■ Exercise objective ■
The result should be a faithful copy of every entry below, with the pictures left out.

▼

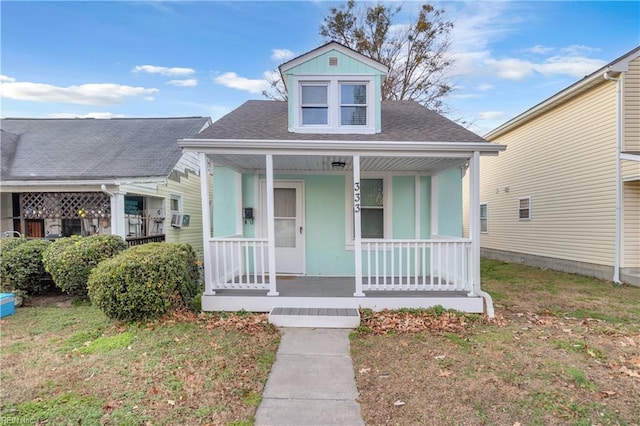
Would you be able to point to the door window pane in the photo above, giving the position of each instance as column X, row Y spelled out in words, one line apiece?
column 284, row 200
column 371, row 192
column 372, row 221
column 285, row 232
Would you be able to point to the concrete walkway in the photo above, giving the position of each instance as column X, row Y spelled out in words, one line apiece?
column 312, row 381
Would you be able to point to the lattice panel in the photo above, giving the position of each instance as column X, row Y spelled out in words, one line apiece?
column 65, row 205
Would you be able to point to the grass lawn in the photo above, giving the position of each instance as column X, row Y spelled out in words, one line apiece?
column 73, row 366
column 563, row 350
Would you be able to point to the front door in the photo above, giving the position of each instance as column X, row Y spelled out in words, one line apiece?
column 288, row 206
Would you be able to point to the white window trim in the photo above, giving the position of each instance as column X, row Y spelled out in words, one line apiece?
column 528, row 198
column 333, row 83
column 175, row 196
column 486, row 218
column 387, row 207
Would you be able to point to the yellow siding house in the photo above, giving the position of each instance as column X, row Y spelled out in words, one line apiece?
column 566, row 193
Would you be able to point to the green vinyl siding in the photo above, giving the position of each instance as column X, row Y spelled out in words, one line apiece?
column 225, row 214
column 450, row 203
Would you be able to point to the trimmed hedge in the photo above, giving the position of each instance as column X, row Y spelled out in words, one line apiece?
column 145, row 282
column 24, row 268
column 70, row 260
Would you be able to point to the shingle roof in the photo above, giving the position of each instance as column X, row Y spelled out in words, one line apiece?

▲

■ Solution for this exercise ■
Would you be able to point to the door window pane in the photo above, giving the position of each instance as column X, row Y spelled out in words, one line apiece?
column 284, row 200
column 371, row 192
column 372, row 221
column 285, row 232
Would you be able to point to the concrete walkway in the photo above, giving the position of each instance as column X, row Y spelled out in words, one line apiece?
column 312, row 381
Would you be able to point to the lattice panel in the photo above, giving the position of each instance as column X, row Y spelled out in words, one line apiece?
column 65, row 205
Would you be able to point to the grass lawn in the photo above, giving the position of each instance as column X, row Y spelled out in words, one line apiece?
column 73, row 366
column 563, row 350
Would you be able to point to the front door in the photo above, giving the position of each instance as column X, row Y spelled out in words, one line apiece?
column 288, row 206
Would you be able to point to the white window trim in the photo above, giving the position of each instance as column X, row Y spelled out in words, one line apiece?
column 528, row 198
column 333, row 83
column 175, row 196
column 486, row 218
column 387, row 207
Would you be able to point to the yellow siding house in the photo above, giving the position of each instance as column X, row Y spelled out in words, one line apiece?
column 566, row 193
Would you be able to point to the green vinyl siding in the photo above, giving the position of each instance as column X, row Y spelled out in words, one line apiece?
column 225, row 214
column 450, row 203
Would you be able to point to the trimmed hedge in the photo above, giving the position of each instance as column X, row Y spelled out in words, one line apiece?
column 145, row 282
column 24, row 268
column 70, row 260
Would you be able to point to the shingle roof in the photo above, giving the position of each instance as column X, row Y spelled out in words, one line apiece?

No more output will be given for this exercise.